=== Records for this task ===

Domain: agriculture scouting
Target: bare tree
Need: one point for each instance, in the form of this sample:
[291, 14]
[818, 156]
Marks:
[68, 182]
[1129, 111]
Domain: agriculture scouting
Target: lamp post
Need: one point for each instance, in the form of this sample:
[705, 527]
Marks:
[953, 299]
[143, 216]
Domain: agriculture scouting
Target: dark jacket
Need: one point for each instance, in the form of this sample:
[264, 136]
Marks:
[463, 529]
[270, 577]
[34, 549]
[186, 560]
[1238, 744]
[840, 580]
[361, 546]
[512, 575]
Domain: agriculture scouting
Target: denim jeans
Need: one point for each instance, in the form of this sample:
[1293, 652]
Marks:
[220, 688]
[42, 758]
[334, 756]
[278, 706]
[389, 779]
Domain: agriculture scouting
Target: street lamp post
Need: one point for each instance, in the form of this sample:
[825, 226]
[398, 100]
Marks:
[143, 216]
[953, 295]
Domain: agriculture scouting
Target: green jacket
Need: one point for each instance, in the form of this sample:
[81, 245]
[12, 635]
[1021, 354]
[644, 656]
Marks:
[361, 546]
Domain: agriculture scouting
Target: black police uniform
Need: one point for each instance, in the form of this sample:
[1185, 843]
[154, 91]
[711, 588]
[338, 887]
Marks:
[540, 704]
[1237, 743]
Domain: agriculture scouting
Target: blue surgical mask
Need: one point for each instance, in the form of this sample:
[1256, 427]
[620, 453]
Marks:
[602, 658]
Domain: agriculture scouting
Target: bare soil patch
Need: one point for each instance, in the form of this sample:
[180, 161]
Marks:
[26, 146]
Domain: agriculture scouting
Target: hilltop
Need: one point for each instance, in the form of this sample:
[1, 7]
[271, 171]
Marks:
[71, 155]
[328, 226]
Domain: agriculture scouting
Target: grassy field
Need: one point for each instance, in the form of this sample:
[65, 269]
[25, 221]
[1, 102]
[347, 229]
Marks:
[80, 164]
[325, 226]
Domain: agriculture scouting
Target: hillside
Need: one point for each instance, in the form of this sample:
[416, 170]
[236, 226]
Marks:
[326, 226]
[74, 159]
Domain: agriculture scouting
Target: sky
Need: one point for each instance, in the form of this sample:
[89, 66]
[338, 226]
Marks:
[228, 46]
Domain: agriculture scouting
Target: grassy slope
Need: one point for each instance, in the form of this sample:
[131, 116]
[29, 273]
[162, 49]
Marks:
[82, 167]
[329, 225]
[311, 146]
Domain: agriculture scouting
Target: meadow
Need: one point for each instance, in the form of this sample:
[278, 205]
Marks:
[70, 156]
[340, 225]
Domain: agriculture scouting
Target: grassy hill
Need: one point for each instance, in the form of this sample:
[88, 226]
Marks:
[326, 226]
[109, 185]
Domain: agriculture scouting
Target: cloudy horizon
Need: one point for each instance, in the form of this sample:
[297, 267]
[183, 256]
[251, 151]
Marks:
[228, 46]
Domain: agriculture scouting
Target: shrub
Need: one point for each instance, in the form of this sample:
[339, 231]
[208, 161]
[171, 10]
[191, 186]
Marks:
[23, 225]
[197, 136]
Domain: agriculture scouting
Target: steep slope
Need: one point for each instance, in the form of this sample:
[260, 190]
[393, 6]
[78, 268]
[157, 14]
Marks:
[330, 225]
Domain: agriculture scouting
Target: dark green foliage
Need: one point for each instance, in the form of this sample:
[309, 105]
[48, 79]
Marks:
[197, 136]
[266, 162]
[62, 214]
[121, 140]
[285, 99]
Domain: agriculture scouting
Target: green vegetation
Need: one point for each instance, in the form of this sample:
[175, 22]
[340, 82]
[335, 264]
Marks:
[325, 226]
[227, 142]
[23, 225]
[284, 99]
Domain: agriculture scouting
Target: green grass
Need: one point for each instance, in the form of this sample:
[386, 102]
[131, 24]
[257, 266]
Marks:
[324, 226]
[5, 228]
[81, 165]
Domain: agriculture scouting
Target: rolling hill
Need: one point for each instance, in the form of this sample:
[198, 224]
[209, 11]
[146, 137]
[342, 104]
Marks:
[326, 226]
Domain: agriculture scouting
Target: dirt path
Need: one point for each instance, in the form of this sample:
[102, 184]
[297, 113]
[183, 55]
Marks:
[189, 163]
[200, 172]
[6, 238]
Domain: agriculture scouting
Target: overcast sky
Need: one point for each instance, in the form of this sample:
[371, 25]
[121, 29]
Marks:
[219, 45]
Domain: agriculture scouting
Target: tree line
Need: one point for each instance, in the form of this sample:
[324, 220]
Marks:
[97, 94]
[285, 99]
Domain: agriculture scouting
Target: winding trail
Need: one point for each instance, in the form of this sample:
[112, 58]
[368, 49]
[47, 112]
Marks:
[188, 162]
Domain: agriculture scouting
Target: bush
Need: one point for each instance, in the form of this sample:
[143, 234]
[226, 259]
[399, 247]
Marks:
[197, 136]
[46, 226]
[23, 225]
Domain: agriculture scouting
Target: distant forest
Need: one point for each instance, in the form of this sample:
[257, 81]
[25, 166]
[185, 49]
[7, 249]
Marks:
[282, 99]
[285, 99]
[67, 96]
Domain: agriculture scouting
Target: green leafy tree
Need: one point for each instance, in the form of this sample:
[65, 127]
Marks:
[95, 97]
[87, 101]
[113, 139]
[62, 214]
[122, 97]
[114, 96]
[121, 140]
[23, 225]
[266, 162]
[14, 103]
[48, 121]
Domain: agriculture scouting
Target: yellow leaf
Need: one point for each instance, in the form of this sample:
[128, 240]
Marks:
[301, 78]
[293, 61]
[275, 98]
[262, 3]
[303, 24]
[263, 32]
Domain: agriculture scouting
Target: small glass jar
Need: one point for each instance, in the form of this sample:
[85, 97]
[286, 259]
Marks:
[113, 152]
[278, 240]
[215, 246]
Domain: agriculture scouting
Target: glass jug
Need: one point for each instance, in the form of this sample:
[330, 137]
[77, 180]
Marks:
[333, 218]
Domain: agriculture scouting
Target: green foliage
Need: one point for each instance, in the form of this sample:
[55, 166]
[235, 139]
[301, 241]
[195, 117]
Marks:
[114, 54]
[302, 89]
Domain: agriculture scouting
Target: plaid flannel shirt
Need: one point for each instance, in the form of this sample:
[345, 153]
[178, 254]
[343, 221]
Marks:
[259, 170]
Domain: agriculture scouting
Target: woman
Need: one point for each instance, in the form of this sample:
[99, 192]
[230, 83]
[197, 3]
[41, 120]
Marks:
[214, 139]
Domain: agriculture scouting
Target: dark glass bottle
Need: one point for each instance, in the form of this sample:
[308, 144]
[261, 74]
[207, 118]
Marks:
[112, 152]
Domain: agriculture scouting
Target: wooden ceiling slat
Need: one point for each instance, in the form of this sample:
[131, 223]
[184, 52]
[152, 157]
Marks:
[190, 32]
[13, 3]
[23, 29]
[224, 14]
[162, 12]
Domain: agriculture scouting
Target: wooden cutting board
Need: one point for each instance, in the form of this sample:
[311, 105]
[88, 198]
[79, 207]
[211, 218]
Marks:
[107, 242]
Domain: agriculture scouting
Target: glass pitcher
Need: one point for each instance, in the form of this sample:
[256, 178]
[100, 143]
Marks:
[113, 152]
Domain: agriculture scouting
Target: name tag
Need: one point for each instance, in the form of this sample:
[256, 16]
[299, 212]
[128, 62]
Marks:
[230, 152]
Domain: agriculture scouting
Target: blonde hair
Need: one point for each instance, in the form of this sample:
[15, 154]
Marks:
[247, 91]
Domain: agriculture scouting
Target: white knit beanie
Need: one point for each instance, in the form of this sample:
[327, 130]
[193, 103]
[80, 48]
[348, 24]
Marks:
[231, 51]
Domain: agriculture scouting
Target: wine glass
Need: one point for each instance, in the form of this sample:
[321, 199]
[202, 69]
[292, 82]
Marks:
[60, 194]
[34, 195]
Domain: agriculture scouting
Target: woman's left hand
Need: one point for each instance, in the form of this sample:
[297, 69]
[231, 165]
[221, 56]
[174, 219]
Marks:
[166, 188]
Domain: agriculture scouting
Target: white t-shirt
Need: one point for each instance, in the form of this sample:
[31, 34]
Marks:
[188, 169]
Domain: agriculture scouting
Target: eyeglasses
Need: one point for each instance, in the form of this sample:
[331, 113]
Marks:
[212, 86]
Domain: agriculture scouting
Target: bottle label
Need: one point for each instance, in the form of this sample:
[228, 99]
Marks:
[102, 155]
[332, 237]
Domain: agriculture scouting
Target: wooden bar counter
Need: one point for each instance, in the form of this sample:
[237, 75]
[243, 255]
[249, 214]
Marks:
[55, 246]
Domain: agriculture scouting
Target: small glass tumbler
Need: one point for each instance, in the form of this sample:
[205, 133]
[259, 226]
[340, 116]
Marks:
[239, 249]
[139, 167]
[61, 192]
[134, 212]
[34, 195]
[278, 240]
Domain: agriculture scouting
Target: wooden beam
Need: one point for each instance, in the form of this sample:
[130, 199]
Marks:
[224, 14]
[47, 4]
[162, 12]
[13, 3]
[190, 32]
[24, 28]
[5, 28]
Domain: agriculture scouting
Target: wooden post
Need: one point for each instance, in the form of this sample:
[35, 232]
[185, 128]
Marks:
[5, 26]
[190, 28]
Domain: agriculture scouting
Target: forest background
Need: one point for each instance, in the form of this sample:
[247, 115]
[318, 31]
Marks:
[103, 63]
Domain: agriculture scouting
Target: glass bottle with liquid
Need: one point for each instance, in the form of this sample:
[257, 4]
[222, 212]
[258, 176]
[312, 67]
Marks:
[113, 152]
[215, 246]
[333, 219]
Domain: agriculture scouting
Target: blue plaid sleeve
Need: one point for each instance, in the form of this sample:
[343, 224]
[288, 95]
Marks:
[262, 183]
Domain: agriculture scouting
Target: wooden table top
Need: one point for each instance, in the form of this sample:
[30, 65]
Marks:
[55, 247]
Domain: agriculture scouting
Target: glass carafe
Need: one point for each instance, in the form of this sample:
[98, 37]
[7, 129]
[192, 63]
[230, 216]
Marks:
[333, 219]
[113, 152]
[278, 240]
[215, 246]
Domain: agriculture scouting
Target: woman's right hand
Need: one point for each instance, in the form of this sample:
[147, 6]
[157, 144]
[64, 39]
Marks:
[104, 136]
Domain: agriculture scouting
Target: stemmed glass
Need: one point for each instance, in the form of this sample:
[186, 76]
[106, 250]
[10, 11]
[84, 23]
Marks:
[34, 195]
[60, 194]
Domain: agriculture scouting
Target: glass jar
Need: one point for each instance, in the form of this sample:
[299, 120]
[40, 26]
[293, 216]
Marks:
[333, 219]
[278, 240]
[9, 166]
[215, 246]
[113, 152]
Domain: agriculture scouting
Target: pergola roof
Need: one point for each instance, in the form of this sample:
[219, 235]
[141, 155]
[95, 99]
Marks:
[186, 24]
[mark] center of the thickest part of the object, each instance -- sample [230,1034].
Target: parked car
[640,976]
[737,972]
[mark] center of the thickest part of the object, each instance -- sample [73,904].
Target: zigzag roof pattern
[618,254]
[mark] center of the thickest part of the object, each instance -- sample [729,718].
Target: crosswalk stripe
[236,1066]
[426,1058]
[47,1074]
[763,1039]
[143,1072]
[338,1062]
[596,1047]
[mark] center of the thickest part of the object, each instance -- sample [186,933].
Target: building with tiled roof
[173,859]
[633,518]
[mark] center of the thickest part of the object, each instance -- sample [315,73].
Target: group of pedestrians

===

If a line in the records has the word "object", copy that line.

◆ **Solution to the problem**:
[mark] center of the thickest part of the object, each instance -- sample [230,1034].
[mark] center of the thickest part of the object, each instance -- sample [73,904].
[mark] center of the thickest part of the object, each instance -- sample [729,718].
[mark] center of the thickest part of the object, each instance -- sample [186,933].
[mark] center of the thickest part of the object, each instance -- sample [315,73].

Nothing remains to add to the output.